If you decide to go this route, be careful to choose face images that were taken under an appropriate range of lighting conditions and pose angles. Those two factors play a huge role in how well your system will perform when presented with new faces. If the training gallery doesn't account for the properties of a probe image, you're going to get nonsense results. (I once trained an eigenface system on random pictures pulled down from the internet, and it gave me Bill Clinton as the strongest match for a picture of Elizabeth II, even though there was another picture of the Queen in the gallery. They both had white hair, were facing in the same direction, and were photographed under similar lighting conditions, and that was good enough for the computer.)
If you want to pull faces from multiple people in the same image, you're going to need a full system to detect faces, pull them into separate files, and preprocess them so that they're comparable with other faces drawn from other pictures. Those are all huge subjects in their own right. I've seen some good work done by people using skin color and texture-based methods to cut out image components that aren't faces, but these are also highly subject to variations in training data. Color casting is particularly hard to control, which is why grayscale conversion and/or wavelet representations of images are popular.

- Supplied entries
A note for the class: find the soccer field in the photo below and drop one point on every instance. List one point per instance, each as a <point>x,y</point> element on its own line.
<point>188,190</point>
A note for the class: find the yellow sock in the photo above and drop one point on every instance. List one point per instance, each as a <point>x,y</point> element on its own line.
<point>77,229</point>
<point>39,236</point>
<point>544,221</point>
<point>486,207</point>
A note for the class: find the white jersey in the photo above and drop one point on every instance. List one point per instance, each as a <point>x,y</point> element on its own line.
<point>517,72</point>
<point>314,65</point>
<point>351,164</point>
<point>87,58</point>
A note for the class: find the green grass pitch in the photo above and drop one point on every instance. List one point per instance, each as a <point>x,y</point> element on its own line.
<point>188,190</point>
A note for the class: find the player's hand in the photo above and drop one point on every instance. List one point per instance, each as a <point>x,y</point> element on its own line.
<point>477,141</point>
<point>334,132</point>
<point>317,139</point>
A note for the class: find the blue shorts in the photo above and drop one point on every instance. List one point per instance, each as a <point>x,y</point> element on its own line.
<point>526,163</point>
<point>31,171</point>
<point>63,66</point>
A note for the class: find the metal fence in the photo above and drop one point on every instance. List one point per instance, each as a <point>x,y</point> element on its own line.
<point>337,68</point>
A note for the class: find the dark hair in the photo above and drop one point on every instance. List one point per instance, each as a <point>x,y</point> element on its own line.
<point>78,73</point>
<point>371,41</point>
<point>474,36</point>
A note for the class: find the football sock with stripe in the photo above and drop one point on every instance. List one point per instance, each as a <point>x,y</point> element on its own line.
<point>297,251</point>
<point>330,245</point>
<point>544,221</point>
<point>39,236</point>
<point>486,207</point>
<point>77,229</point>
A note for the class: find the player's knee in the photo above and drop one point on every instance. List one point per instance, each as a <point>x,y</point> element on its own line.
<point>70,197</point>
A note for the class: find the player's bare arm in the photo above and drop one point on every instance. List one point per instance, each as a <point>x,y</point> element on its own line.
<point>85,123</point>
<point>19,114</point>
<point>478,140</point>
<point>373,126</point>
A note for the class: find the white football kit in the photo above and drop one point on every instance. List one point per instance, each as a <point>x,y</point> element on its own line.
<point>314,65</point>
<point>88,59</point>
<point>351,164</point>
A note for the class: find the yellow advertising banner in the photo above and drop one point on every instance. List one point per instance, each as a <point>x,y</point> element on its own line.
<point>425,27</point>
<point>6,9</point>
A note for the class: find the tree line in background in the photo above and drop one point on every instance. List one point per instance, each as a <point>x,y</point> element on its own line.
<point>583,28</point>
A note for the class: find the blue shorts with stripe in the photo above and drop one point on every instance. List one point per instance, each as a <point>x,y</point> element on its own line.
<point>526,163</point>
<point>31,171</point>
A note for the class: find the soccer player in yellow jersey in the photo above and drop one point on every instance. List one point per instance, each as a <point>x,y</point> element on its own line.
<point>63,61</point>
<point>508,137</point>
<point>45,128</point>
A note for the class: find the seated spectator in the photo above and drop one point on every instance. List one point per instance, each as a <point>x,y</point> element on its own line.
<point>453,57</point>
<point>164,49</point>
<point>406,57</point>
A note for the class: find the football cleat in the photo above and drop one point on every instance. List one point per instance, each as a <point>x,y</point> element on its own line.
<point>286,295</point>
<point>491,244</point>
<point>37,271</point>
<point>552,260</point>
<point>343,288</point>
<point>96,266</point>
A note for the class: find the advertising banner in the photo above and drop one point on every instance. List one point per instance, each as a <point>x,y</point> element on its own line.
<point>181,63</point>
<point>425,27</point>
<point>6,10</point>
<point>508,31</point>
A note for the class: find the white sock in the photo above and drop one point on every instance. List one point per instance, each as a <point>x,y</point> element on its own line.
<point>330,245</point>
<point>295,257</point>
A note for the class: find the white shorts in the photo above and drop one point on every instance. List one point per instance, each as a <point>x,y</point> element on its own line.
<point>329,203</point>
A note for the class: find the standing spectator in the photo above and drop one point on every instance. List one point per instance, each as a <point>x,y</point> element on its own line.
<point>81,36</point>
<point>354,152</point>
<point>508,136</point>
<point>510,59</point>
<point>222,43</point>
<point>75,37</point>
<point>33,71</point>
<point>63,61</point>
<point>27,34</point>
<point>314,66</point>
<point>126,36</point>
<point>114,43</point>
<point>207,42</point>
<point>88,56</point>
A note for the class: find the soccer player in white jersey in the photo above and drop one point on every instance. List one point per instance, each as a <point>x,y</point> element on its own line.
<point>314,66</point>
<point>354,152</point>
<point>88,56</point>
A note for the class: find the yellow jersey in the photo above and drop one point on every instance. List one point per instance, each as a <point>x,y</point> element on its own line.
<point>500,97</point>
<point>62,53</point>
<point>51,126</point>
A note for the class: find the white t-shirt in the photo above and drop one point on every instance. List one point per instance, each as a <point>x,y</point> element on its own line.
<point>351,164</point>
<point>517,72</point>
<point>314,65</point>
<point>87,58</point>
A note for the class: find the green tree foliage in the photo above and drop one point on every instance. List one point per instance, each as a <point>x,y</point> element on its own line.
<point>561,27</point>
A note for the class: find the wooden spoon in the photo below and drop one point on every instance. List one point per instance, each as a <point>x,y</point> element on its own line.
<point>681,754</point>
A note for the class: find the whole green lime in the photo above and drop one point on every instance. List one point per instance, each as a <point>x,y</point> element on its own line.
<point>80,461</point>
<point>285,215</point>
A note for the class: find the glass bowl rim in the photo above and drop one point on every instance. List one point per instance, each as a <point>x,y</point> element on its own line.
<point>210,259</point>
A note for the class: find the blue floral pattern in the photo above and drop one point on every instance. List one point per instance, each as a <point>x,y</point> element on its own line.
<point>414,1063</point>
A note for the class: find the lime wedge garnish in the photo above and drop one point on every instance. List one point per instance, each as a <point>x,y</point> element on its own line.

- Assignment
Return, word for word, the part of the face-recognition text that opens with the words containing "If you want" and closes with "images are popular.".

- Solution for this exercise
If you want to pull faces from multiple people in the same image, you're going to need a full system to detect faces, pull them into separate files, and preprocess them so that they're comparable with other faces drawn from other pictures. Those are all huge subjects in their own right. I've seen some good work done by people using skin color and texture-based methods to cut out image components that aren't faces, but these are also highly subject to variations in training data. Color casting is particularly hard to control, which is why grayscale conversion and/or wavelet representations of images are popular.